#### WHAT IS BEING ASKED
Each entry needs to be reproduced verbatim.

#### GIVEN RECORDS
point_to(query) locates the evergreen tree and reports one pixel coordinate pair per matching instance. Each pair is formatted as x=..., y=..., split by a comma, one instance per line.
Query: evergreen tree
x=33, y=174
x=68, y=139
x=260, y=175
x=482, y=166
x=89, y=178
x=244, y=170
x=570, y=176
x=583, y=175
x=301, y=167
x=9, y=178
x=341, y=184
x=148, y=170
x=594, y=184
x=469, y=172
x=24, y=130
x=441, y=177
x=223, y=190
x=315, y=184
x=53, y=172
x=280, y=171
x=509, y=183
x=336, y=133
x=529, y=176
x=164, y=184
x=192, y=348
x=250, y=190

#### SOLUTION FOR THIS PROBLEM
point_to(query) locates the evergreen tree and reports one pixel coordinate pair per matching instance. Each pair is formatted as x=..., y=..., split by a comma, one instance per line.
Query: evergreen tree
x=33, y=174
x=68, y=139
x=260, y=175
x=482, y=166
x=89, y=178
x=244, y=170
x=570, y=176
x=583, y=175
x=301, y=167
x=9, y=178
x=341, y=184
x=148, y=170
x=594, y=184
x=469, y=172
x=24, y=130
x=441, y=177
x=223, y=190
x=315, y=184
x=53, y=172
x=280, y=171
x=509, y=183
x=336, y=133
x=529, y=176
x=164, y=184
x=192, y=348
x=250, y=190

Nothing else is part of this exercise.